## What is asked
Write out each of the records below word for word, and leave the pictures out.

## Provided records
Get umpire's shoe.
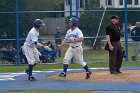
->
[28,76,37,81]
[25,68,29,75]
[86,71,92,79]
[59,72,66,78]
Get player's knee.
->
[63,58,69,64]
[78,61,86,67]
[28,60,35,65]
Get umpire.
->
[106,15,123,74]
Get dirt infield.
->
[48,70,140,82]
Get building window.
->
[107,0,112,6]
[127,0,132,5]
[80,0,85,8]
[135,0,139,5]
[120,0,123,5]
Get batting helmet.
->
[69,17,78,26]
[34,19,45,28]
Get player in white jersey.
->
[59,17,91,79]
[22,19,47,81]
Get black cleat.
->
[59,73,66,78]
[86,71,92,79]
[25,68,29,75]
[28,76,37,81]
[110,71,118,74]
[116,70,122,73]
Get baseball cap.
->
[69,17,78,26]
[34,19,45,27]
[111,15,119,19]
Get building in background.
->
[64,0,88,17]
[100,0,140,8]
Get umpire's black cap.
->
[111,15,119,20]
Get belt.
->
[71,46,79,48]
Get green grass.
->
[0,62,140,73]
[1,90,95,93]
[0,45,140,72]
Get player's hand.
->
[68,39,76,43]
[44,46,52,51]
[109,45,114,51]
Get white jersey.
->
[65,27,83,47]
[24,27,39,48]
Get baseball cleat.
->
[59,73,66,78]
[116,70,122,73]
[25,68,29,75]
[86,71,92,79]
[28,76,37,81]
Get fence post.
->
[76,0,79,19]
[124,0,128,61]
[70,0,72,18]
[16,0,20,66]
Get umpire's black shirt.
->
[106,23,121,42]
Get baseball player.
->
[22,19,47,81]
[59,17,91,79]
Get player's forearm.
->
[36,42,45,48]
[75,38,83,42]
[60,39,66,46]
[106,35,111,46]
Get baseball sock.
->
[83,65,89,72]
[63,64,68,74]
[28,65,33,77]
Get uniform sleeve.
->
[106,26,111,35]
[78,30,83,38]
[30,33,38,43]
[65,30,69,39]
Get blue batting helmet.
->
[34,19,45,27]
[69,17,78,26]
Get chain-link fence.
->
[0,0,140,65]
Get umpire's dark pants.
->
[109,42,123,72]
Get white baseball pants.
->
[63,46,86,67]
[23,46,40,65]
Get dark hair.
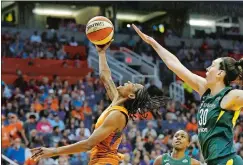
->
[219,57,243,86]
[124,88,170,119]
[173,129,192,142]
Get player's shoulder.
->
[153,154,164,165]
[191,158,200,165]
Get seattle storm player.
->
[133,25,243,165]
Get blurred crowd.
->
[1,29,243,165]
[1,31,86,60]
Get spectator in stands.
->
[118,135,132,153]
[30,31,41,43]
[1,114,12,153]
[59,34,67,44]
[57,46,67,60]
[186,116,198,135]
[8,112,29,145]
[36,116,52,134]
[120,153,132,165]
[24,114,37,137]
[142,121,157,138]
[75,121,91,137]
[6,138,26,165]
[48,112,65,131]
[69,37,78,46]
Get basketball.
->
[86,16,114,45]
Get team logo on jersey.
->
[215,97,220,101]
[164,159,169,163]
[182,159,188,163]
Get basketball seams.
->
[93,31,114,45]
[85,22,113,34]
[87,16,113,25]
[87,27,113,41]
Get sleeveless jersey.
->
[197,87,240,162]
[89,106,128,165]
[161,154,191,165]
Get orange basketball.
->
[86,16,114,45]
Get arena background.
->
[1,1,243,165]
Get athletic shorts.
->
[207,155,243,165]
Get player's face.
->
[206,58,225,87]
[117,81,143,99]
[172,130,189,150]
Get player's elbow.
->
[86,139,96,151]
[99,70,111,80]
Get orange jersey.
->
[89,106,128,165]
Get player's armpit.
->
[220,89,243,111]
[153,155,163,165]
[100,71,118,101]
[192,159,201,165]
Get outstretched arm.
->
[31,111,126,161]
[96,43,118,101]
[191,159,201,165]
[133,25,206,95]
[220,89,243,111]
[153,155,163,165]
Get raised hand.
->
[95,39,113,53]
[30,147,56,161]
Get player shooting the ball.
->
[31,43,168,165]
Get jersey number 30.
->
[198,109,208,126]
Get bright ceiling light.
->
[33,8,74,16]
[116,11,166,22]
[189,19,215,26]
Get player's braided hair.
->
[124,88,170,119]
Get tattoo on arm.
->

## Response below
Get umpire's shoe.
->
[28,76,37,81]
[25,68,29,75]
[86,71,92,79]
[59,72,66,78]
Get player's knee.
->
[63,58,69,64]
[78,61,86,67]
[28,60,35,65]
Get umpire.
->
[106,15,123,74]
Get dirt infield.
->
[48,70,140,82]
Get building window.
->
[107,0,112,6]
[127,0,132,5]
[80,0,85,8]
[135,0,139,5]
[120,0,123,5]
Get batting helmet.
->
[69,17,78,26]
[34,19,45,28]
Get player in white jersey.
->
[59,17,91,79]
[22,19,47,81]
Get black cleat.
->
[59,73,66,78]
[86,71,92,79]
[25,68,29,75]
[28,76,37,81]
[110,71,118,74]
[116,70,122,73]
Get baseball cap.
->
[69,17,78,26]
[34,19,45,27]
[111,15,119,19]
Get building in background.
->
[64,0,88,17]
[100,0,140,8]
Get umpire's black cap.
->
[111,15,119,20]
Get belt.
->
[71,46,79,48]
Get green grass.
->
[0,62,140,73]
[1,90,95,93]
[0,45,140,72]
Get player's hand.
->
[68,39,76,43]
[44,46,52,51]
[109,45,114,51]
Get white jersey.
->
[65,27,83,47]
[24,27,39,48]
Get baseball cleat.
->
[59,73,66,78]
[116,70,122,73]
[25,68,29,75]
[86,71,92,79]
[28,76,37,81]
Get fence post.
->
[76,0,79,19]
[124,0,128,61]
[70,0,72,18]
[16,0,20,66]
Get umpire's black shirt.
->
[106,23,121,42]
Get baseball player.
->
[22,19,47,81]
[59,17,91,79]
Get player's forearm.
->
[36,42,45,48]
[75,38,83,42]
[60,39,66,46]
[106,35,111,46]
Get baseball sock.
->
[83,65,89,72]
[63,64,68,74]
[28,65,33,77]
Get uniform sleeve.
->
[106,26,111,35]
[78,30,83,38]
[30,33,38,43]
[65,30,69,39]
Get blue batting helmet.
->
[34,19,45,27]
[69,17,78,26]
Get chain-link fence.
->
[0,0,140,65]
Get umpire's dark pants.
->
[109,42,123,72]
Get white baseball pants.
->
[63,46,86,67]
[23,46,40,65]
Get dark hair.
->
[219,57,243,86]
[124,88,170,119]
[173,129,192,142]
Get player's shoulder.
->
[153,154,164,165]
[191,158,200,165]
Get seattle storm player.
->
[133,25,243,165]
Get blurred crowd.
->
[1,29,243,165]
[1,31,86,60]
Get spectator in stands.
->
[118,135,132,153]
[30,31,41,43]
[1,114,12,153]
[59,34,67,44]
[57,46,67,60]
[186,116,198,135]
[8,112,29,145]
[36,116,52,134]
[120,153,132,165]
[24,114,37,137]
[142,121,157,138]
[75,121,91,137]
[6,138,26,165]
[48,112,65,131]
[69,37,78,46]
Get basketball.
->
[86,16,114,45]
Get team logo on jersey.
->
[215,97,220,101]
[164,159,169,163]
[182,159,188,163]
Get basketball seams.
->
[93,31,114,45]
[85,22,113,34]
[87,16,113,25]
[87,27,113,41]
Get sleeveless jersey.
->
[197,87,240,162]
[89,106,128,165]
[161,154,191,165]
Get orange basketball.
->
[86,16,114,45]
Get arena background.
->
[1,1,243,165]
Get athletic shorts.
->
[207,155,243,165]
Get player's face.
->
[206,58,225,87]
[117,81,143,99]
[172,130,189,150]
Get player's elbow.
->
[86,139,96,151]
[99,70,111,80]
Get orange jersey.
->
[89,106,128,165]
Get player's armpit.
->
[220,89,243,111]
[153,155,163,165]
[100,71,118,101]
[192,159,201,165]
Get outstretched arm.
->
[31,111,126,161]
[96,43,118,101]
[191,159,201,165]
[133,25,206,95]
[220,89,243,111]
[153,155,163,165]
Get raised hand.
->
[95,39,113,53]
[30,147,56,161]
Get player shooting the ball.
->
[31,43,168,165]
Get jersey number 30.
->
[198,109,208,126]
Get bright ceiling light.
->
[33,8,74,16]
[116,11,166,22]
[189,19,215,26]
Get player's braided hair.
->
[124,88,170,119]
Get tattoo on arm.
->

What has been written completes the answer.